STATED TASK — Please pick out and copy every line in the records below that contains the string "railing". Case counts.

MATERIAL SHOWN —

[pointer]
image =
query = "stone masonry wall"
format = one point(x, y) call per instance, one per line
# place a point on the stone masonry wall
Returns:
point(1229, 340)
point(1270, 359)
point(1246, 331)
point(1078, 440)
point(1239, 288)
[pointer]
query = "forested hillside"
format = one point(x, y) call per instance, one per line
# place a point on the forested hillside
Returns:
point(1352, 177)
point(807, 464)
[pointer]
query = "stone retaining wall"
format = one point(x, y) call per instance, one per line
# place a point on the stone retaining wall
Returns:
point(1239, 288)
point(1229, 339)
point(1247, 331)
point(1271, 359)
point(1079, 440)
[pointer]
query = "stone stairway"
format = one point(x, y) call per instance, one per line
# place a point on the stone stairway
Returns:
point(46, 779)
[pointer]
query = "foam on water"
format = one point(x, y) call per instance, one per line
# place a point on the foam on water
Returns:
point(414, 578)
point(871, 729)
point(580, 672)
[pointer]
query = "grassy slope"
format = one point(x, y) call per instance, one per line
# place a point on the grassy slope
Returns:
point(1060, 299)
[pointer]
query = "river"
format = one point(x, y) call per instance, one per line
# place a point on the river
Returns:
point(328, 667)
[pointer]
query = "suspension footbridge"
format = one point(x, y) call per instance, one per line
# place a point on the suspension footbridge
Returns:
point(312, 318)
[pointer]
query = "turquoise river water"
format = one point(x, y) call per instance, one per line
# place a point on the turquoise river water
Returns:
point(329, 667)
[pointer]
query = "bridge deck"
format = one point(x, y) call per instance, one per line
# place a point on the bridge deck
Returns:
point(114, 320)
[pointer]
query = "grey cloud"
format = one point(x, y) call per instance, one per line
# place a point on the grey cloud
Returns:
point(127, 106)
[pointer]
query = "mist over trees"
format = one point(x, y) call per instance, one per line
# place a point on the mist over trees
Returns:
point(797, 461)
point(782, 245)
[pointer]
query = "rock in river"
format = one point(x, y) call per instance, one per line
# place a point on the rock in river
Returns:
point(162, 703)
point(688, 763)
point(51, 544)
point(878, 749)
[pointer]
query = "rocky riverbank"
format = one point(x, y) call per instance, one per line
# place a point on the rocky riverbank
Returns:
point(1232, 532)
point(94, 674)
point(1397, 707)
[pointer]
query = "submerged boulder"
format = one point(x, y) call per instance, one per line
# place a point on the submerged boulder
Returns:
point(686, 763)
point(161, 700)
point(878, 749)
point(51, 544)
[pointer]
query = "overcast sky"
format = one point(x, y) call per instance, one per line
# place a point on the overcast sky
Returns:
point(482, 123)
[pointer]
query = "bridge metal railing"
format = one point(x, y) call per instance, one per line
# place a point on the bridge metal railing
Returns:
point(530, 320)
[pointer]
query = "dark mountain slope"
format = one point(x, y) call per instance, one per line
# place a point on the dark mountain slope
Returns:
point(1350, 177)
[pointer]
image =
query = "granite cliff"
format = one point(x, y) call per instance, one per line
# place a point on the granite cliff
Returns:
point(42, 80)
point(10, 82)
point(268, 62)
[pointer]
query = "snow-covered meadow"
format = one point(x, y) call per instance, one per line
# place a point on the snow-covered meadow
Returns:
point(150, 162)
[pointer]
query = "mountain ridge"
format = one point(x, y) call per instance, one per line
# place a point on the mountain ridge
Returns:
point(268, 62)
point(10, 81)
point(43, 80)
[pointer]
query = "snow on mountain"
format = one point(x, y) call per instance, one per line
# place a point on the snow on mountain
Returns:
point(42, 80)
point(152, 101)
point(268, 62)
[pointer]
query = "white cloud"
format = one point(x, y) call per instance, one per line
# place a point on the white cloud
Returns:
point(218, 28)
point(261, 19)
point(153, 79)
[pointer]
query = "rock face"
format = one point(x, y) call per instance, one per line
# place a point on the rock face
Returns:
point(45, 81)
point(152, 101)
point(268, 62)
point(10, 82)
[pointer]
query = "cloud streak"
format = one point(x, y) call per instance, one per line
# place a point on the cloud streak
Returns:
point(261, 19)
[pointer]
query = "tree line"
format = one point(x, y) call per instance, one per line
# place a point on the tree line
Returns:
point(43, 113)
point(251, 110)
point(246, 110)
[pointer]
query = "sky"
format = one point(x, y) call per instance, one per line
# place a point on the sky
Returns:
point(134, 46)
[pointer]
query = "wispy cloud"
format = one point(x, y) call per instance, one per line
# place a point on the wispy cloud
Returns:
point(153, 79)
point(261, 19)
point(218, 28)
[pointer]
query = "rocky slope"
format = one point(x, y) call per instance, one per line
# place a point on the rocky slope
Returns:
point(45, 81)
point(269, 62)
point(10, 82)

SOLUTION FOR THIS TASK —
query = "bridge metal railing"
# place a point on the bridge metal railing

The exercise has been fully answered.